# Records provided start

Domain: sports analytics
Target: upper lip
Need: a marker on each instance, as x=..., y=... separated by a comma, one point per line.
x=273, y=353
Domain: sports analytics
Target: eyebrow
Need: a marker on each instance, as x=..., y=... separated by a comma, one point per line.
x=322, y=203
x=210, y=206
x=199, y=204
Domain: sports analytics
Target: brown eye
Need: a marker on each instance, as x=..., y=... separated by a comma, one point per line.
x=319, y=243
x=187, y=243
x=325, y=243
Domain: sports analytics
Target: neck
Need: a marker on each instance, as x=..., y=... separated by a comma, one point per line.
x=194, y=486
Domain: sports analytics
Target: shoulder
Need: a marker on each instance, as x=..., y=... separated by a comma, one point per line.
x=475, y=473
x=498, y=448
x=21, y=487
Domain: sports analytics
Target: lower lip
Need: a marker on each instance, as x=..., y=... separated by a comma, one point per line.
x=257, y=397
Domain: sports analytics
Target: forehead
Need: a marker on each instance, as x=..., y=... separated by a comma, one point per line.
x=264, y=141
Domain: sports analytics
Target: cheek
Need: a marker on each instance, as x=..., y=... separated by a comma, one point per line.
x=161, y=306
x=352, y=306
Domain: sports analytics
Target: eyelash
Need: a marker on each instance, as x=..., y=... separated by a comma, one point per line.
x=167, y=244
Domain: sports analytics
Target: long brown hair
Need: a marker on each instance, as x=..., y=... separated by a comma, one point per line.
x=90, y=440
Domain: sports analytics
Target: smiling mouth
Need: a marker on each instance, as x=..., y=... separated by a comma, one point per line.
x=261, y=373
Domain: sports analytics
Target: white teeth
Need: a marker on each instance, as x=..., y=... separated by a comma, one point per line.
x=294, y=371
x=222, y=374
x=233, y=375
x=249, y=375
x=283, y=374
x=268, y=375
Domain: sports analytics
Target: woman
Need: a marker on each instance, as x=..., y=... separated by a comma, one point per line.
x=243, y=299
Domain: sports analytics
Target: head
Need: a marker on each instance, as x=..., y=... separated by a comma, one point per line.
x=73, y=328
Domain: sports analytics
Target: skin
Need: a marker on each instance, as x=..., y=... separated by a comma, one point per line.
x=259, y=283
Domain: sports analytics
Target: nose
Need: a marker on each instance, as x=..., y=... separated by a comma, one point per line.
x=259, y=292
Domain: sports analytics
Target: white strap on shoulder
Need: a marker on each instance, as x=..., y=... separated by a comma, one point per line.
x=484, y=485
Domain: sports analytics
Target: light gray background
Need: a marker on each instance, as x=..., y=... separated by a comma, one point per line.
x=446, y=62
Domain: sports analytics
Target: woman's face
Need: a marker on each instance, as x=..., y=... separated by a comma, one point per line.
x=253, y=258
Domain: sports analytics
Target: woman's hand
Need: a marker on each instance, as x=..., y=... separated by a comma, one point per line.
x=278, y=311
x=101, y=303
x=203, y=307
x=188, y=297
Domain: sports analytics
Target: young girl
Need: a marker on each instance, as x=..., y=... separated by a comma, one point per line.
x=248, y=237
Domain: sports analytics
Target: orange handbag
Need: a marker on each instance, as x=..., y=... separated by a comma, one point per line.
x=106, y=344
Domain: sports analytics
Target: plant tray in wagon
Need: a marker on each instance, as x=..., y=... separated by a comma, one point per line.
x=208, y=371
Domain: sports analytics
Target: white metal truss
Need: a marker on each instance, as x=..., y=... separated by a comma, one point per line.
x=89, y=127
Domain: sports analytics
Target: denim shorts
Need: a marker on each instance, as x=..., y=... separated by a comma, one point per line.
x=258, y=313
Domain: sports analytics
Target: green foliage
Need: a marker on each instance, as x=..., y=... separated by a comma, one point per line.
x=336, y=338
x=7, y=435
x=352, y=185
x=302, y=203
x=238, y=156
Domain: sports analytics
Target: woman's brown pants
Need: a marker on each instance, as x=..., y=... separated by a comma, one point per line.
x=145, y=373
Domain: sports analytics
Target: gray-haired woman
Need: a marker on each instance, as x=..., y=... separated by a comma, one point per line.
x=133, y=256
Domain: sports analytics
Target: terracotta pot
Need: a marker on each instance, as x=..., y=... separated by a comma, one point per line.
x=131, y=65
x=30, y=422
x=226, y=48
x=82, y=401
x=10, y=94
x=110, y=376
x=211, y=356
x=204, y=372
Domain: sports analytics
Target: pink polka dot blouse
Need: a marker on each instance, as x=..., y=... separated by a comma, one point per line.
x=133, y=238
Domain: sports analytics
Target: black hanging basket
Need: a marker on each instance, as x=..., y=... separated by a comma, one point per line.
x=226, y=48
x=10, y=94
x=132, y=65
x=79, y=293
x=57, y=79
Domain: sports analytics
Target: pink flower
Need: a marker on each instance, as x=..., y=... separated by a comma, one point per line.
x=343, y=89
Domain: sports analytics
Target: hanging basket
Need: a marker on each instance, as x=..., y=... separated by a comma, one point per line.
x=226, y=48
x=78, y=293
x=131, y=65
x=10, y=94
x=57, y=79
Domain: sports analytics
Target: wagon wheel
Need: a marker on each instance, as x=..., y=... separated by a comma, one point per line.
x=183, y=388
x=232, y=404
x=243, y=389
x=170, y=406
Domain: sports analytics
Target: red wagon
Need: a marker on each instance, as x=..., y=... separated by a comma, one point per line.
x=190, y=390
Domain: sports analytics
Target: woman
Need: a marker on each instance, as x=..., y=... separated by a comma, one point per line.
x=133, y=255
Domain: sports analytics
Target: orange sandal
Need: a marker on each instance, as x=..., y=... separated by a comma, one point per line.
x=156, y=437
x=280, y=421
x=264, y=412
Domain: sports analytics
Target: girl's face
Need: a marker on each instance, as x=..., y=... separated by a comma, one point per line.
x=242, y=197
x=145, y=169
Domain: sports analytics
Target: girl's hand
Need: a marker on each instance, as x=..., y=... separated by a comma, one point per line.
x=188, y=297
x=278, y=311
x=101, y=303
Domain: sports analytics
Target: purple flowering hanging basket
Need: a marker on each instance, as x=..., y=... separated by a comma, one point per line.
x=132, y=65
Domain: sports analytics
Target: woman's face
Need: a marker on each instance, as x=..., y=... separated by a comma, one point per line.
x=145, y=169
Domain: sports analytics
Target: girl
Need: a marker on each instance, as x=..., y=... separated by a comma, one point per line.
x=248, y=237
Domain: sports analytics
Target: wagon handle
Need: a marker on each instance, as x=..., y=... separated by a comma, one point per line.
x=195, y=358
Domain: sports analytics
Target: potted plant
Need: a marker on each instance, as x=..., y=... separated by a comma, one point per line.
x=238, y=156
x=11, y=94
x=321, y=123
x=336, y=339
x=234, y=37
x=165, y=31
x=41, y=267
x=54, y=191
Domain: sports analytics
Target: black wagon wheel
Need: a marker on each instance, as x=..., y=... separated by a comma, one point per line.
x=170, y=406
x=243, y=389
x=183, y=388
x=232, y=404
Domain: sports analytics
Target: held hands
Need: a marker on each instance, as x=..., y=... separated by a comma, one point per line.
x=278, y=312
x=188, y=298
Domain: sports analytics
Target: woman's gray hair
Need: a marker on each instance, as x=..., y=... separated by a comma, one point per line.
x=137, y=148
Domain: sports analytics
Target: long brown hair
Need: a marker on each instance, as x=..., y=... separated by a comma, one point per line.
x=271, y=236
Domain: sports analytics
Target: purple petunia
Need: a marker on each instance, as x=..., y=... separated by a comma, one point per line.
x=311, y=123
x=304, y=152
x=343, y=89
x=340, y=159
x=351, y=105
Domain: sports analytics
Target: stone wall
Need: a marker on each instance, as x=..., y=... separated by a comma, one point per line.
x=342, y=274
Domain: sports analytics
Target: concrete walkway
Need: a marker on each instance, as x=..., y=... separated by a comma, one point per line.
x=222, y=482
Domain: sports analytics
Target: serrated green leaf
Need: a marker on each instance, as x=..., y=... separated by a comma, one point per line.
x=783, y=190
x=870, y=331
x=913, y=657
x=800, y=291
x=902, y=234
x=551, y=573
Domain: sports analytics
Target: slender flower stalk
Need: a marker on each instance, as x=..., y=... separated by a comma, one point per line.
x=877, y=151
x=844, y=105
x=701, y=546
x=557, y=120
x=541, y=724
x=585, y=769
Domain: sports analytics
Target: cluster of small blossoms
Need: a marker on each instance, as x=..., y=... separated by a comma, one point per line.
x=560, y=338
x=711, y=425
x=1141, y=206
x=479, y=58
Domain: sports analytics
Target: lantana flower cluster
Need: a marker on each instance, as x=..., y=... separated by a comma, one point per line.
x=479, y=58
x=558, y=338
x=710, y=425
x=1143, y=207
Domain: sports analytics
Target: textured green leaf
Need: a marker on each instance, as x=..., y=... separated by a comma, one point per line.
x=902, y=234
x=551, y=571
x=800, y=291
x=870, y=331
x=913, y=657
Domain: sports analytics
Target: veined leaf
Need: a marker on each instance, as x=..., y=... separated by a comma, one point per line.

# Records provided end

> [What the exercise asks]:
Report every line from the items above that contains the word "hanging", copying each line as it appears.

> [Solution for this task]:
Target: black hanging basket
Target: hanging basket
Target: purple flowering hanging basket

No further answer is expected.